_Exercise objective_
Copy out, word for word and with both end lines included, the lines of the entries below from the line containing "notch lapel as a single marker per instance." to the line containing "point(199, 50)".

_Records from a dataset_
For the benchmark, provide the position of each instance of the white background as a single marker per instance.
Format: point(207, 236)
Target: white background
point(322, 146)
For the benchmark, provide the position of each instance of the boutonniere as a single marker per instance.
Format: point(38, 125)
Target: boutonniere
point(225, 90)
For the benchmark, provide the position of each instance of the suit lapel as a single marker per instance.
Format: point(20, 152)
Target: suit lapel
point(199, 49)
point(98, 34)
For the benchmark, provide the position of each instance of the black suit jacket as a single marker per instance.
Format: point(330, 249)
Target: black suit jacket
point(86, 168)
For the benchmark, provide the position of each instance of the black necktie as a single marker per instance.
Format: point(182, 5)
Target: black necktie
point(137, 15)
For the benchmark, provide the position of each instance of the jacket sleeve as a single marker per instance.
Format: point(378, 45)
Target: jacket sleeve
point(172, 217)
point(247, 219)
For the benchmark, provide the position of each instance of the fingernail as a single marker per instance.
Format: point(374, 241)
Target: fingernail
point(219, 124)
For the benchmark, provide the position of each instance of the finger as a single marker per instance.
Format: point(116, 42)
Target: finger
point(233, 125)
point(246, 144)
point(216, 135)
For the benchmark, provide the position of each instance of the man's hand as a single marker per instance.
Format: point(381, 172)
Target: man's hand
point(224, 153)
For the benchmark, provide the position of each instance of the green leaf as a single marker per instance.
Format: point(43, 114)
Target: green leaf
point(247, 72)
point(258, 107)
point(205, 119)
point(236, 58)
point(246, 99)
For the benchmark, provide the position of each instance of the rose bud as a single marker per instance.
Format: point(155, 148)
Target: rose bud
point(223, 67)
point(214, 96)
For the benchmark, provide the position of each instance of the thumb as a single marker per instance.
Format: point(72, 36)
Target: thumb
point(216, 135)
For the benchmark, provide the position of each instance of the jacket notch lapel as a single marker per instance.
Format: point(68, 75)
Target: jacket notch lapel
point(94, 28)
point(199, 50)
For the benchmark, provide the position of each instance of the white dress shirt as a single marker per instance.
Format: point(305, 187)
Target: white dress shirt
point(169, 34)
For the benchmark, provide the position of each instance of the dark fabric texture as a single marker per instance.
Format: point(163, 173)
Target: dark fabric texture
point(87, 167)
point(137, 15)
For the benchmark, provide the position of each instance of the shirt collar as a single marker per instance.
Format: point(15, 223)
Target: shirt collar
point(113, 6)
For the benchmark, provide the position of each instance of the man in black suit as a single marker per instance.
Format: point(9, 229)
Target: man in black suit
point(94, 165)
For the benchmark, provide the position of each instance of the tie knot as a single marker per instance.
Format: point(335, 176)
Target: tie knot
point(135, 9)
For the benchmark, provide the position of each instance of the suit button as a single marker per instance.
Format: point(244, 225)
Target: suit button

_The completed task_
For the benchmark, provide the position of each instance of the jacket notch lapel as a single marker per instance.
Format: point(68, 75)
Target: jacket notch lapel
point(94, 28)
point(199, 50)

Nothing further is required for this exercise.